[WHAT THE EXERCISE ASKS] Output only the lines below that start at the line containing "locate the drawing" and end at the line containing "locate the blue jeans in the photo above", with both ends kept.

[EXTRACTED MATERIAL]
----

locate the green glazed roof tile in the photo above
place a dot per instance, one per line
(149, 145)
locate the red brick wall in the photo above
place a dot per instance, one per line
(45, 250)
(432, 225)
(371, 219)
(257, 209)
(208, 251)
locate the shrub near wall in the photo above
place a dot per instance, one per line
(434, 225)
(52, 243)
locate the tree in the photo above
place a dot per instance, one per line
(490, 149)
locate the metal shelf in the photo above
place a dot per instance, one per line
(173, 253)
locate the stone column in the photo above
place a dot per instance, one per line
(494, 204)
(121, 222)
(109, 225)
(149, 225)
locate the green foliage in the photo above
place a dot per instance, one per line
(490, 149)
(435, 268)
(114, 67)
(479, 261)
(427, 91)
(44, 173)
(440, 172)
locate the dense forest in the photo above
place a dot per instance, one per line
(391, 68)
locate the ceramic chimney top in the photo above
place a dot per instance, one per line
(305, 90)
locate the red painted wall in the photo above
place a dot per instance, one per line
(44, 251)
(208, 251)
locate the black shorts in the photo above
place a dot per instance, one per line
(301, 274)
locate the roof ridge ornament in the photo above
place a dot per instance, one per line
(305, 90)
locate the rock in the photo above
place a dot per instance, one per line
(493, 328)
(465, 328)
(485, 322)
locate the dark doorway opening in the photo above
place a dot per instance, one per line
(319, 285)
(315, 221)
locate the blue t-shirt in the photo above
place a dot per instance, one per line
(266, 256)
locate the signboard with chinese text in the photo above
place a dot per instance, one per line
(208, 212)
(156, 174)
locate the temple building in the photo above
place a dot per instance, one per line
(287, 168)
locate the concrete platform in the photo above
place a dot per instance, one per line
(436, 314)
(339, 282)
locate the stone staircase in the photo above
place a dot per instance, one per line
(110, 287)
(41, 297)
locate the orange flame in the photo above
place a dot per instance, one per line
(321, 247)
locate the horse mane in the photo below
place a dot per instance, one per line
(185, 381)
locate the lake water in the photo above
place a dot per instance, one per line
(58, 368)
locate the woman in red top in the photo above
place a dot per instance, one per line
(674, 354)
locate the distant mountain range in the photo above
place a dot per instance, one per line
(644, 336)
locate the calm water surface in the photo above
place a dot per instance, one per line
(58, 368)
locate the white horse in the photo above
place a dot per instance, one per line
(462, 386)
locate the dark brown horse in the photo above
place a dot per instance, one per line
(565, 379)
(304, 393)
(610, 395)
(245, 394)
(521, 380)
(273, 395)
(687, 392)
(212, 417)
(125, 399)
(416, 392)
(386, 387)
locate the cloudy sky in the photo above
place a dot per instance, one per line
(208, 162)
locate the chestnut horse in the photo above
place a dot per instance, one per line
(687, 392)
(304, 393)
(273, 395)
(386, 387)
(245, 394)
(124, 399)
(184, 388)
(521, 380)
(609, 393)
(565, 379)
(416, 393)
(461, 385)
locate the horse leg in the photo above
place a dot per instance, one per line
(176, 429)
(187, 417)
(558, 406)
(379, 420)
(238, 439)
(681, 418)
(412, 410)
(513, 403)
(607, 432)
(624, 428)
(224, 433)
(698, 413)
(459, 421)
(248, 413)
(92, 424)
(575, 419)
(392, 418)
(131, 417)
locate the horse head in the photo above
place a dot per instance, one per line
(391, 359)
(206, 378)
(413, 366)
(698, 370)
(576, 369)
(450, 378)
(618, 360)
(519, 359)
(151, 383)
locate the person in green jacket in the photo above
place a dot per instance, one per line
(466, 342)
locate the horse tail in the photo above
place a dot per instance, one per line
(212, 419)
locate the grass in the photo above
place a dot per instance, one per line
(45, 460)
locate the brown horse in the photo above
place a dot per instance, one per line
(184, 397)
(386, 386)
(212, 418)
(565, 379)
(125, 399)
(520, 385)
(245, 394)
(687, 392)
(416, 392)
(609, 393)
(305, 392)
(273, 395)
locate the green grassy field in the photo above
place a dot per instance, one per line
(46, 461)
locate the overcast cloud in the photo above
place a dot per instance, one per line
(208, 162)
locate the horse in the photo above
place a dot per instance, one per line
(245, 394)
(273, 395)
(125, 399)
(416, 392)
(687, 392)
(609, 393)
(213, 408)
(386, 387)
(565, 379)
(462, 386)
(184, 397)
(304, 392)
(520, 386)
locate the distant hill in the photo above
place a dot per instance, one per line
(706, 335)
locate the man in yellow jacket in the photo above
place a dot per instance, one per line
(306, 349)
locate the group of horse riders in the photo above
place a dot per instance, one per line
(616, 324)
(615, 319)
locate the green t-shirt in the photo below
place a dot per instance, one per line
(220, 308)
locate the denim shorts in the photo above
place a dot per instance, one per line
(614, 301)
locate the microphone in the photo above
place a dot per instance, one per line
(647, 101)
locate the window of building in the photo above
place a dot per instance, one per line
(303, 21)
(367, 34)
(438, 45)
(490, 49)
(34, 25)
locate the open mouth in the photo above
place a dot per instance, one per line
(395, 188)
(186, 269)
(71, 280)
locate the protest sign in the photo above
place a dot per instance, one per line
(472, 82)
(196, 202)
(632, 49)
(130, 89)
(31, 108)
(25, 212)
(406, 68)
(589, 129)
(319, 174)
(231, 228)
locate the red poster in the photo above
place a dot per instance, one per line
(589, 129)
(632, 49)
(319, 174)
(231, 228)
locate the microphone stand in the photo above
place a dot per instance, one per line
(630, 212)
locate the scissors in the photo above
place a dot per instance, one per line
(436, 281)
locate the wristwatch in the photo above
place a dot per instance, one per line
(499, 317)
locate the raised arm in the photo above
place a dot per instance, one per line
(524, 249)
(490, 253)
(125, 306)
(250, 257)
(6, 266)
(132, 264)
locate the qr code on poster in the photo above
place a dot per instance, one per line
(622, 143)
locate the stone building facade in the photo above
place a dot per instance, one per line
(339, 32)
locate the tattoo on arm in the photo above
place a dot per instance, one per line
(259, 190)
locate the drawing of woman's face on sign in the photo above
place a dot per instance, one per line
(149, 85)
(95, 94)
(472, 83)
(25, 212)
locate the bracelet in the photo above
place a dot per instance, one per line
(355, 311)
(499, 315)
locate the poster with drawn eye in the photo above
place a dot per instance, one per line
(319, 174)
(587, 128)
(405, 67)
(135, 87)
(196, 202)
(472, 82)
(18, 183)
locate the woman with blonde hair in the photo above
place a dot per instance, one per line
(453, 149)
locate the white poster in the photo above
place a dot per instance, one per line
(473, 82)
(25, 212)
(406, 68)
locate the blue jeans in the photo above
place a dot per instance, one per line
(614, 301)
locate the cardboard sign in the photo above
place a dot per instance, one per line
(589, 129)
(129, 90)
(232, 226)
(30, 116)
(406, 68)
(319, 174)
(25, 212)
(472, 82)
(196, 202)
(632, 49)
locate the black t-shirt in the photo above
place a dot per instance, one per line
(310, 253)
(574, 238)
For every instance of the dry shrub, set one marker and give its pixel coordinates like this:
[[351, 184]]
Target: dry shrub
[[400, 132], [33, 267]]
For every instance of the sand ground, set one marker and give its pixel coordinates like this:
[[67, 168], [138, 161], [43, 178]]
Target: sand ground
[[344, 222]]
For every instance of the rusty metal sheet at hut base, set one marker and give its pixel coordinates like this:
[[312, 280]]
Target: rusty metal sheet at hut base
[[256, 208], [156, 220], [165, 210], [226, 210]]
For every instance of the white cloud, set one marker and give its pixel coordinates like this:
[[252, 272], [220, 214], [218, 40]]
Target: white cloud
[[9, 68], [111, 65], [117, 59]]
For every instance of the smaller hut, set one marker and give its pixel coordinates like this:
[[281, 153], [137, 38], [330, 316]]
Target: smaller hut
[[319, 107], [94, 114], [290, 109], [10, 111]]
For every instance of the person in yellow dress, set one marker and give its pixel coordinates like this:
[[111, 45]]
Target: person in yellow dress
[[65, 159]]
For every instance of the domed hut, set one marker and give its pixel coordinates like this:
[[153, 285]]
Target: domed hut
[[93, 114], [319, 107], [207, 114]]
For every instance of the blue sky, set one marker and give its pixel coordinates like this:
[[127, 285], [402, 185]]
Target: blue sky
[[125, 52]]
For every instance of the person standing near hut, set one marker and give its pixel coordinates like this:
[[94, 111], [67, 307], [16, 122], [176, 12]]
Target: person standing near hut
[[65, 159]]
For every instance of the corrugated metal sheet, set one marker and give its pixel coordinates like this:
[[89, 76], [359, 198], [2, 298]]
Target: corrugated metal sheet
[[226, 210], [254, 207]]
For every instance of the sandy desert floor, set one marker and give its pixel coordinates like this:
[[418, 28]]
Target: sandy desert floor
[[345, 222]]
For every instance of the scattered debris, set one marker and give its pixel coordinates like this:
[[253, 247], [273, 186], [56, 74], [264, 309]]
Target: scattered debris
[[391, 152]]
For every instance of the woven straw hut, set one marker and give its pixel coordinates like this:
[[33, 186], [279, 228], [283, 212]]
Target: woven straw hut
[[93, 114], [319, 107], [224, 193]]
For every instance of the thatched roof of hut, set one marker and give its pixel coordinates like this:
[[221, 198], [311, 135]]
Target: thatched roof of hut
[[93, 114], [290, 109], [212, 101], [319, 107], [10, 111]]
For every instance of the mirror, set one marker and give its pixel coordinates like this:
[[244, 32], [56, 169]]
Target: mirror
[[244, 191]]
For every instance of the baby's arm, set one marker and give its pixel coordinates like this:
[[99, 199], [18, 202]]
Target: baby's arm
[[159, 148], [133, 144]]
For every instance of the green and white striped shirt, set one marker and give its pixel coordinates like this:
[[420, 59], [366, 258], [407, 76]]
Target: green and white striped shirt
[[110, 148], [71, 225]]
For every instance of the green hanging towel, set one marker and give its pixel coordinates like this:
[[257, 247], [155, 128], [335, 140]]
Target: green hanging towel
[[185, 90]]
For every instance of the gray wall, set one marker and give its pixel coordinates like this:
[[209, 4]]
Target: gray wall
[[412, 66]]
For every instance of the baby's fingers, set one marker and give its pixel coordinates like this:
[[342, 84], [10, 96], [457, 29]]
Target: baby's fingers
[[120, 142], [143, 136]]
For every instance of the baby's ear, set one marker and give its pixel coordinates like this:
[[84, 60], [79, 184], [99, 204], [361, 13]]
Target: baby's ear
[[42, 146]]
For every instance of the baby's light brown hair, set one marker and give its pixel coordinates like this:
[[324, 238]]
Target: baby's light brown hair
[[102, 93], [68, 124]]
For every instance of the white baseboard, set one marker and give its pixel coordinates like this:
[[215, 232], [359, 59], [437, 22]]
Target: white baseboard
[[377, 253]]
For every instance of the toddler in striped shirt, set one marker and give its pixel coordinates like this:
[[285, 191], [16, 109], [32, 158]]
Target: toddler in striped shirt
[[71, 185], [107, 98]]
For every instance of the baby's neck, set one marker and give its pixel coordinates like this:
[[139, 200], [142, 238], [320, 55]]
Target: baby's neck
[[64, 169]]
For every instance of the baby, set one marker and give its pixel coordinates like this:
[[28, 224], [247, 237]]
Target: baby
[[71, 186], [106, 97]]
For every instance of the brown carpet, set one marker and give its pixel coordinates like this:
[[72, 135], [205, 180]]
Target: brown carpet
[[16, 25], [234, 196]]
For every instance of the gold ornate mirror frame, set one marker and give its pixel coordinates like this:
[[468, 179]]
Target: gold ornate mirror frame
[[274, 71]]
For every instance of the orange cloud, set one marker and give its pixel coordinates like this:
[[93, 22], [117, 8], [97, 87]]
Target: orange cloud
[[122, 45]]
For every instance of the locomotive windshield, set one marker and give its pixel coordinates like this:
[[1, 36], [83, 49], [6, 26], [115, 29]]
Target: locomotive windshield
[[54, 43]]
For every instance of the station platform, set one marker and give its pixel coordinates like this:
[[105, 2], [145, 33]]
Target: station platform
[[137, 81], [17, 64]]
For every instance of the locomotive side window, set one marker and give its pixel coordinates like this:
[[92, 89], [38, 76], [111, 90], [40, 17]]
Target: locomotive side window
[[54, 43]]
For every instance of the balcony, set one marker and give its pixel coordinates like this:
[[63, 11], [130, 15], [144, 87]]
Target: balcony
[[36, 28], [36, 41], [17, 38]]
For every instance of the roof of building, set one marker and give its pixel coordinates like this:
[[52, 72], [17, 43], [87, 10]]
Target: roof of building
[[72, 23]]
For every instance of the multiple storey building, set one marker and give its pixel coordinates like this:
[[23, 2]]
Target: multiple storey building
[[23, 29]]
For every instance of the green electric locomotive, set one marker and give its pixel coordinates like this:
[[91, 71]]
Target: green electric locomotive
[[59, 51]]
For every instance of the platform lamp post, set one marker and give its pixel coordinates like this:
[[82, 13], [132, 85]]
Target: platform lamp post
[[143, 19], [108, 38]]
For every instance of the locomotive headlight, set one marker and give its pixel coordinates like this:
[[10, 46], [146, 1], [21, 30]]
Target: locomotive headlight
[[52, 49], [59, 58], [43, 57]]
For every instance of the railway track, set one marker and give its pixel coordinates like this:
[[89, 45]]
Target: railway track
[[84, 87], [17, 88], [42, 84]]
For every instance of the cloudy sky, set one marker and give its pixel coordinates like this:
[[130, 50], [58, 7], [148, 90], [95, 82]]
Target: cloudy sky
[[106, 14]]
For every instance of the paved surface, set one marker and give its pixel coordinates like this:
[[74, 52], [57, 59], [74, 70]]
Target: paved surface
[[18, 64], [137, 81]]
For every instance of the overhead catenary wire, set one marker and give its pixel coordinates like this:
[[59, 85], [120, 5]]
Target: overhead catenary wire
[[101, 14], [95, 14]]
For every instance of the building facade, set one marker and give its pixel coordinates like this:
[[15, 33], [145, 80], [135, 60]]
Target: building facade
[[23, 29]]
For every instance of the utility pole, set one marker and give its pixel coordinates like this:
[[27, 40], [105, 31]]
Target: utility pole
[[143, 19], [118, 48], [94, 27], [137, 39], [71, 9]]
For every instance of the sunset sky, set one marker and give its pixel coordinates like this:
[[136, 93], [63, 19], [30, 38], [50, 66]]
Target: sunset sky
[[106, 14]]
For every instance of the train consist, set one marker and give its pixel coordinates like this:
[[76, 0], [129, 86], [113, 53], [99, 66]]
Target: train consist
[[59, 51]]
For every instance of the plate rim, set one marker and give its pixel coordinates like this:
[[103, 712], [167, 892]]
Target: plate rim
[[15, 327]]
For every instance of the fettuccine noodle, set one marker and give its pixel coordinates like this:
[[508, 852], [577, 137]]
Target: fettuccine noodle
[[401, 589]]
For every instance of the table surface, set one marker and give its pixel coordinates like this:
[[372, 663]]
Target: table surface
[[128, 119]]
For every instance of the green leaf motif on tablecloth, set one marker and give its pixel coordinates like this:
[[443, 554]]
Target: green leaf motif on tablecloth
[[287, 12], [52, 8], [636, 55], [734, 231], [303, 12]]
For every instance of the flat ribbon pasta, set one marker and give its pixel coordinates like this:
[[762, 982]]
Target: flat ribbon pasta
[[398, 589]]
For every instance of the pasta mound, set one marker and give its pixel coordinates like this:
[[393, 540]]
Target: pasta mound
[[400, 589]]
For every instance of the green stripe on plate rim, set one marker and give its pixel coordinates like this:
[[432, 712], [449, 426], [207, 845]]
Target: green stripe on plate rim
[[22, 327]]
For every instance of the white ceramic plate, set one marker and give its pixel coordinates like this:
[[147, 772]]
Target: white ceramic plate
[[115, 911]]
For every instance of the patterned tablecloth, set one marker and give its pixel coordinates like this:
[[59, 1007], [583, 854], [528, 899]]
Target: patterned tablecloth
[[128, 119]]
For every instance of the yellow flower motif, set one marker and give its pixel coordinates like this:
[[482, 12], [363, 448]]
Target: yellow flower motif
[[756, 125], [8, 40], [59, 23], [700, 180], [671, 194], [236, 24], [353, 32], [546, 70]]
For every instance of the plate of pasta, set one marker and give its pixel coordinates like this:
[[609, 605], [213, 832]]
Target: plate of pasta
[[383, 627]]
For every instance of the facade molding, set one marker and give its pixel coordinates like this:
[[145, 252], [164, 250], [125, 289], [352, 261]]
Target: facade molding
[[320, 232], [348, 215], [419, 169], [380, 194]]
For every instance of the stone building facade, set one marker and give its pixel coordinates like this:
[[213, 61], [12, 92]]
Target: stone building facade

----

[COMPLETED TASK]
locate the drawing of woman's face on sign in the photo above
place a dot per instance, one per line
(149, 85)
(95, 94)
(472, 83)
(25, 212)
locate the bracelet in the photo above
place a dot per instance, one per line
(355, 311)
(499, 315)
locate the poster with drawn eye in the photo above
place a dot per instance, one per line
(319, 174)
(587, 128)
(405, 67)
(135, 87)
(196, 202)
(472, 82)
(18, 183)
locate the woman with blonde hair in the photo above
place a dot per instance, one per line
(453, 149)
locate the white poster in the photo above
place a dot per instance, one per line
(473, 82)
(25, 212)
(406, 68)
locate the blue jeans in the photo above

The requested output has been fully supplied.